## WHAT THE TASK REQUIRES
Return the following data exactly, with all pictures left out.

## SOURCE MATERIAL
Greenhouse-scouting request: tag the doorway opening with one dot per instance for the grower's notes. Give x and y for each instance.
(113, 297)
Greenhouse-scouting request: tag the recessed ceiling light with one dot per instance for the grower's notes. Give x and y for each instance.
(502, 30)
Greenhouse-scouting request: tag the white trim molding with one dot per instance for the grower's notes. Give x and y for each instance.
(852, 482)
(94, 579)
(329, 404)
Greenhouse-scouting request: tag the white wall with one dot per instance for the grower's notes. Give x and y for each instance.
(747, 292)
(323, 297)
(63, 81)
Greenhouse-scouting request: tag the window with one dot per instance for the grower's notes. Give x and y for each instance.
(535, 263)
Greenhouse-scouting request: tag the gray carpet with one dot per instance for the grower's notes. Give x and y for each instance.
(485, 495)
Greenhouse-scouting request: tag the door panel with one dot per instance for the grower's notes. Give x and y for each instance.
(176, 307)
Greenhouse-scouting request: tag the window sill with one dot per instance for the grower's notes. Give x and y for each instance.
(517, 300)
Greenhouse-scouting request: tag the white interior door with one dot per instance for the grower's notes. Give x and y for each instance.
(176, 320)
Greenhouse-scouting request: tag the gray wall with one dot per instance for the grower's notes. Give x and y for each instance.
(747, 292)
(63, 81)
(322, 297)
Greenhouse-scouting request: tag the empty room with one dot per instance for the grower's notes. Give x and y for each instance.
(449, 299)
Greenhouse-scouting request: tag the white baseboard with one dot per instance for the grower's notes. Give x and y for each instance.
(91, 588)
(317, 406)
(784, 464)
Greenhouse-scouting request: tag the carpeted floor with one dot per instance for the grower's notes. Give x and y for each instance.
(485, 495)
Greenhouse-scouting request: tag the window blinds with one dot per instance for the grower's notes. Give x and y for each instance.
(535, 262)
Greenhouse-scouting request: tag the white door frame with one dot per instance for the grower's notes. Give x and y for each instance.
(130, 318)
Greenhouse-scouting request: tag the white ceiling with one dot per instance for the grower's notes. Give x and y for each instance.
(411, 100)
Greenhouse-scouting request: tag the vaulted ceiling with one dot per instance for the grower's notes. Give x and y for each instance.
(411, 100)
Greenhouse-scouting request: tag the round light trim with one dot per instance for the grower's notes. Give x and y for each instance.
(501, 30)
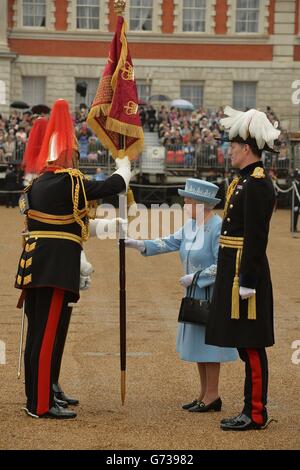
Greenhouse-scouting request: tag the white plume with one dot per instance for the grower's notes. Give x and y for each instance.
(251, 122)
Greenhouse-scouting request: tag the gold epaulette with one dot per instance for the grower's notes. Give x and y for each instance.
(72, 172)
(258, 172)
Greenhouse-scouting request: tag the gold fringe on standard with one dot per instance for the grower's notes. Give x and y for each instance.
(96, 111)
(126, 129)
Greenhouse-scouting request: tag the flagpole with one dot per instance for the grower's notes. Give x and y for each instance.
(122, 275)
(119, 8)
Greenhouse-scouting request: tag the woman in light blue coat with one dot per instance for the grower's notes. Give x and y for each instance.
(198, 244)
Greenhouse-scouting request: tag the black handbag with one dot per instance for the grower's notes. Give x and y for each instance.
(194, 310)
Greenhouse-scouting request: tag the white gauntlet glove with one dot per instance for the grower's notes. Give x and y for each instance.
(85, 282)
(99, 227)
(135, 244)
(86, 269)
(123, 169)
(246, 293)
(186, 280)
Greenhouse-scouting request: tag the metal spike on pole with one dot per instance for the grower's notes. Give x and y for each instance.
(21, 341)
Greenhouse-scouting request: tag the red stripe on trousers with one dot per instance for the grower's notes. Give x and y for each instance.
(256, 373)
(45, 358)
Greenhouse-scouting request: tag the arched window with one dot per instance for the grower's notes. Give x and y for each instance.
(2, 353)
(2, 92)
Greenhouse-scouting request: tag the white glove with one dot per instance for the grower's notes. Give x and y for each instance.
(135, 244)
(99, 227)
(86, 269)
(246, 293)
(186, 280)
(123, 169)
(85, 282)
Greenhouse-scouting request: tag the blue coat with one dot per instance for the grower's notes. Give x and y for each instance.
(198, 250)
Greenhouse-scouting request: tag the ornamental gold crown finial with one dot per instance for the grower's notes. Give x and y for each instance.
(119, 6)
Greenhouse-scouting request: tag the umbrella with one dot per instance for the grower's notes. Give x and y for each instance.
(40, 109)
(159, 98)
(183, 104)
(19, 105)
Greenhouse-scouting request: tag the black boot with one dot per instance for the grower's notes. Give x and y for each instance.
(59, 394)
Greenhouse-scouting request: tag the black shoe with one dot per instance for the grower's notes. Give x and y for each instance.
(227, 420)
(189, 405)
(58, 392)
(200, 407)
(61, 403)
(56, 412)
(240, 423)
(28, 412)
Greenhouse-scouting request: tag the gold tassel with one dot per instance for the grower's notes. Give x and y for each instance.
(130, 198)
(252, 307)
(235, 296)
(235, 299)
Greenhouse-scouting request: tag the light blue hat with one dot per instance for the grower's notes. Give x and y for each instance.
(200, 190)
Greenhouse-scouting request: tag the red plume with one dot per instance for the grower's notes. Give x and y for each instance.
(60, 125)
(34, 144)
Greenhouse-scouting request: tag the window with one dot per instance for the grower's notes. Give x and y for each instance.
(141, 13)
(86, 89)
(193, 92)
(244, 95)
(88, 14)
(34, 13)
(2, 92)
(193, 15)
(34, 90)
(247, 16)
(144, 90)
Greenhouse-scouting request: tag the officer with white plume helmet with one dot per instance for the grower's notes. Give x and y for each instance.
(242, 306)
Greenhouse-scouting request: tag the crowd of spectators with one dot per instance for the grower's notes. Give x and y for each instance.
(190, 134)
(198, 134)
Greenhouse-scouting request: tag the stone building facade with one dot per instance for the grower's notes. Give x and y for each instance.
(212, 52)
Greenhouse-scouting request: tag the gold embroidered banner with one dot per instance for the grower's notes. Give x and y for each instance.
(115, 107)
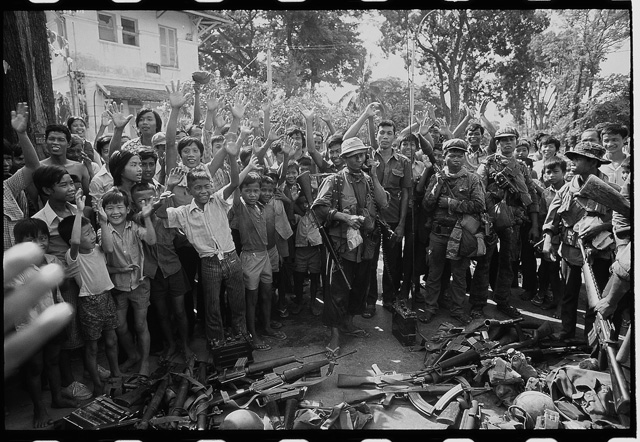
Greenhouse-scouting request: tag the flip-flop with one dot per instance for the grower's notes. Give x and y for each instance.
(332, 353)
(357, 333)
(261, 347)
(280, 336)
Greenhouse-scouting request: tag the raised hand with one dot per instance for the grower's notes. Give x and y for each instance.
(483, 106)
(213, 101)
(273, 134)
(117, 115)
(20, 118)
(220, 118)
(105, 119)
(232, 146)
(177, 96)
(373, 109)
(175, 177)
(239, 106)
(308, 114)
(102, 215)
(80, 200)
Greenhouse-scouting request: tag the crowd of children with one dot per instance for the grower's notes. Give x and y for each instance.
(230, 218)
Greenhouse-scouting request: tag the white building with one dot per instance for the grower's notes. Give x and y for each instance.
(124, 56)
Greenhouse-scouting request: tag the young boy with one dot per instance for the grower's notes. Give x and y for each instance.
(35, 230)
(278, 232)
(168, 283)
(122, 243)
(96, 308)
(307, 257)
(549, 271)
(206, 226)
(249, 218)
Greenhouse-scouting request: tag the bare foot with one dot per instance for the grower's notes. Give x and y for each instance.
(127, 367)
(41, 417)
(64, 402)
(144, 368)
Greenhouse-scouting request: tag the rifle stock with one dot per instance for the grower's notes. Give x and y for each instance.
(602, 331)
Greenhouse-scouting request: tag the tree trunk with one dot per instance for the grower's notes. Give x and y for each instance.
(27, 73)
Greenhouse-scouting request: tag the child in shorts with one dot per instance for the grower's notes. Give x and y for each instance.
(122, 243)
(46, 359)
(96, 308)
(249, 218)
(308, 258)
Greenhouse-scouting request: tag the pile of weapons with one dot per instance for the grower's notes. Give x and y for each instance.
(492, 358)
(189, 396)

## TASK SOLUTION
Greenhouse-scouting request: tag the doorway opening with one dot per instance for the grower's notes. Give x and y for each instance.
(113, 297)
Greenhouse-scouting request: tag the recessed ceiling light with one dot per instance for the grower's notes. Give x and y for each instance.
(502, 30)
Greenhouse-scouting request: tag the white trim molding with one dot per instance for the grower's notes. Give x and y for each instance.
(852, 482)
(94, 579)
(329, 404)
Greenhouse-scouting request: tag the white wall with one dot per instance for the grower's notes. Give x and y for each instance.
(747, 292)
(323, 297)
(63, 81)
Greenhouse-scouting request: tag the window with one dot per instance for the grower's notes. Give x and y for each instance.
(535, 263)
Greenhouse-scouting request: tag the gray carpet with one dot per instance for the grower's notes. Give x and y for each instance.
(485, 495)
Greenhouse-scouting request: tag the door panel with one dot per instance for the grower's notes. Give x and y for each instance.
(176, 307)
Greenhouse-scouting request: tag the window sill with one dot per instance for the grower's notes. Give x and y for each instance.
(517, 300)
Greenhouse-scouting request: tag the white interior door with one dot per instance for the grower's notes. Give x and y for each instance.
(176, 320)
Greenhouse-scouting request: tag the gray wall with one dot per instance for the grower's notes. Give x and y for each instance.
(747, 292)
(63, 81)
(322, 297)
Greenhouse-scouting request: tag the empty room with one dot per instance for the grower's notes. Give x and y for each instance.
(449, 299)
Greenhouse-scouting request: tag the white baseboard with one dot per instance for the grower's notes. Give x and y for each instance.
(91, 588)
(317, 406)
(784, 464)
Greenhouse-scouting request: tag the carpeted floor with one dot per instance for the grower's notes. Give x and y for each instance.
(485, 495)
Greenhouse-scouting request: tag the window blinds with one dot per instance for the grower's notes. Give x and y for each instance.
(535, 262)
Greenhouse-scouting request: tag the white door frame with one dot per instance for the grower's notes. Give x and y for each instance.
(130, 318)
Greenhouse-scouting request: tag the white ceiling with one dot per instance for the grower's notes. Give x and y for each instance.
(411, 100)
Greenhouse-scouting request: tag the vaulted ceiling with one dot per instance for the grower's notes. Give x and y for each instance.
(411, 100)
Greenhouse-scouting request: tag the round light trim with one dot per instance for the grower's notes. Give x and y for each instance.
(501, 30)
Greenhouse-scouting request: tag the white plume with one dot per instance for the grower's notes. Give x and y for each instance.
(251, 122)
Greenhouse-scouting request: tag the gold epaulette with one dot per instance for the grower's notes. Give x and y for each instance.
(72, 172)
(258, 172)
Greenhouse-scouting request: tag the gold fringe on standard with one dot per instance for the grower's notes. Give x and y for each instance.
(96, 111)
(126, 129)
Greenhouse-scouting request: tag the flagpole with one dot per instance for the grower's notes. Give x and y for each instance.
(122, 275)
(119, 8)
Greenhouse-scouting request: tag the woman in light blue coat with one dot per instance for the grower's notes. Give x and y for each instance.
(198, 244)
Greenhouse-scouting request: tag the black handbag with one dot per instance for the grower's notes. Give x and y for each instance.
(194, 310)
Greenhouse-scouting request: tag the white gauntlet glove with one dot per instance for the grower's notes. Give x and y for each instance.
(85, 282)
(99, 227)
(135, 244)
(86, 269)
(123, 169)
(246, 293)
(186, 280)
Greenhouse-scouting request: tag the metal spike on pole with one dot per instance for the grower's notes. Give x and y for each instance.
(21, 341)
Greenhouse-scouting request: tag the red stripe on trousers with one dot per instance for the grower's notes. Give x and y for each instance.
(256, 373)
(45, 358)
Greenhouse-scouting request: tag the arched window with one dot per instance for the grower's notes. Give x and y for each instance.
(2, 353)
(2, 92)
Greenhouse-scouting request: tag the white glove with one dot per instance for the grower's notes. Give x and y for each instance.
(135, 244)
(99, 227)
(86, 269)
(246, 293)
(186, 280)
(123, 169)
(85, 282)
Greenhouse-scouting request: tag the blue coat with one dot per instance for the grower's notes. Give x and y for each instance.
(198, 250)
Greenhouse-scouting request: tag the ornamental gold crown finial with one dot per instance for the grower's notes. Give x and y for each instance.
(119, 6)
Greenhouse-scouting request: tag the umbrella with one dot per instance for the grower's notes. Give x and y for each instance.
(40, 109)
(159, 98)
(183, 104)
(19, 105)
Greenhouse-scouting request: tag the black boot with one dot per instance for the grower's notes. Give x and y for each instance.
(59, 394)
Greenhouse-scouting request: tag the black shoe with one dot per instance for the grower's notes. Give x and y for each instance.
(227, 420)
(189, 405)
(58, 392)
(200, 407)
(61, 403)
(56, 412)
(240, 423)
(28, 412)
Greenhouse-scouting request: tag the gold tassel with one dot per instance for the grower's notes. Give x and y for each instance.
(130, 198)
(252, 307)
(235, 296)
(235, 299)
Greenhouse-scouting request: tag the light blue hat with one dot per instance for the grower's notes. Give x and y for each instance.
(200, 190)
Greenhouse-scouting request: tag the red plume with one dot per instance for the grower's notes. Give x and y for each instance.
(60, 125)
(34, 144)
Greenhouse-scouting request: tag the window with one dot per instance for the grower's notes. Give x and y for each instance.
(141, 13)
(86, 89)
(193, 92)
(244, 95)
(88, 14)
(34, 13)
(2, 92)
(193, 15)
(34, 90)
(247, 16)
(144, 90)
Greenhouse-scouting request: tag the officer with white plume helmet with one dot per instance for the grower's notes. Give x and y for each instance.
(242, 306)
Greenhouse-scouting request: tag the crowd of spectators with one dot per instance for the grower's notes. Give x and y for each instance.
(190, 134)
(198, 134)
Greenhouse-scouting request: tag the stone building facade with one dot per instance for the grower's notes. Give x and y for each instance.
(212, 52)
Greenhouse-scouting request: tag the gold embroidered banner with one dot per instance for the grower's notes. Give x and y for each instance.
(115, 107)
Greenhouse-scouting request: tag the flip-flop with one dot per instance for the grower's notes. Give x and y for each instance.
(332, 353)
(357, 333)
(261, 347)
(280, 336)
Greenhouse-scouting request: tag the raised hand with one dot per instance for the grower's notes. Give x and y for each instance.
(483, 106)
(213, 101)
(273, 134)
(117, 115)
(20, 118)
(220, 118)
(105, 119)
(232, 146)
(177, 96)
(373, 109)
(175, 177)
(239, 106)
(308, 114)
(102, 215)
(80, 200)
Greenhouse-scouting request: tag the crowd of children with one dot per instance for the grower's notes. Give x and y for each instance.
(230, 218)
Greenhouse-scouting request: tag the white building with one dot per instance for the grower's notes. Give x and y for each instance.
(124, 56)
Greenhouse-scouting request: tag the young boy with one dot per instance for the grower's notes. Give x and y for each instance.
(35, 230)
(278, 232)
(168, 283)
(122, 243)
(96, 308)
(307, 257)
(549, 271)
(206, 226)
(249, 218)
Greenhouse-scouting request: tag the bare foot with one dot per instance for the grower's notes. Give x and y for each instance.
(127, 367)
(41, 417)
(64, 402)
(144, 368)
Greenhouse-scouting request: tag the rifle stock with one dot per instance for the grower's notes. Give x and y for each instance.
(602, 331)
Greenhouse-scouting request: tag the tree trunk with one dot per instance for the grower's notes. Give x and y for each instance.
(27, 73)
Greenhouse-scouting request: tag the child in shorts with one dot per instance for the grower's notes. Give x and y for each instance.
(122, 243)
(46, 359)
(96, 308)
(249, 218)
(308, 258)
Greenhouse-scouting request: tag the pile of weapons with one dot per instance for the grower's notes. Give x and y for each instance.
(492, 358)
(189, 396)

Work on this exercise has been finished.